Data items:

▼

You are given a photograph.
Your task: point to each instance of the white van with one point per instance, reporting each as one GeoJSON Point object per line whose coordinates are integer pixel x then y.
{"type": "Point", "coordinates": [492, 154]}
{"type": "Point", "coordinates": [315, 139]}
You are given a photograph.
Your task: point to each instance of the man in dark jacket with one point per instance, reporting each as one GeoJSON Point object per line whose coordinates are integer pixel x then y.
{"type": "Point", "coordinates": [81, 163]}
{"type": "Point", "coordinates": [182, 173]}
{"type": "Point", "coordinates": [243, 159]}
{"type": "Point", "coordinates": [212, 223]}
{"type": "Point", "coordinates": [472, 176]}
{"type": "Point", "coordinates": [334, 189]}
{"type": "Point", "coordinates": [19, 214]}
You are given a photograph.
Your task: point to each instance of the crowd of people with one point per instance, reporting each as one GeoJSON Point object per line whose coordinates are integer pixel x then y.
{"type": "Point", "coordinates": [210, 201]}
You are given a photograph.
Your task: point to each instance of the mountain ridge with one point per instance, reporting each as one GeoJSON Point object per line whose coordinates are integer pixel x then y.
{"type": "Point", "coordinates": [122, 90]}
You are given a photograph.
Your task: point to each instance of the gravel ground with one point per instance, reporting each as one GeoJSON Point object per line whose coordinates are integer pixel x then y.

▲

Please restate the whole listing word for word.

• Final result:
You are given a photograph.
Your task: point to each instance of the white van with one point per instance, reporting each as one GeoJSON Point object per line whose coordinates are integer pixel x then y.
{"type": "Point", "coordinates": [492, 154]}
{"type": "Point", "coordinates": [315, 139]}
You are given a photograph.
Your task: point to each instance of the man in dark jacket with one point per instance, reporting each as one GeoJSON Point object per line whose coordinates are integer pixel x then y.
{"type": "Point", "coordinates": [81, 163]}
{"type": "Point", "coordinates": [182, 173]}
{"type": "Point", "coordinates": [243, 159]}
{"type": "Point", "coordinates": [212, 223]}
{"type": "Point", "coordinates": [472, 176]}
{"type": "Point", "coordinates": [334, 189]}
{"type": "Point", "coordinates": [19, 214]}
You are given a photograph.
Your task: point to each instance of the crowd of people with one point per instance, reporting each as one GeoJSON Point object per line whose coordinates are integer pixel x then y.
{"type": "Point", "coordinates": [210, 201]}
You are given a photograph.
Your task: point to each instance of the mountain ridge with one point per instance, reporting each as one GeoJSON Point object per line whose coordinates are integer pixel x then y.
{"type": "Point", "coordinates": [122, 90]}
You are given a photograph.
Your task: point to each instance of the gravel ground with one point per instance, reporting each as one GeoJSON Point object per line whose coordinates are integer pixel x then y.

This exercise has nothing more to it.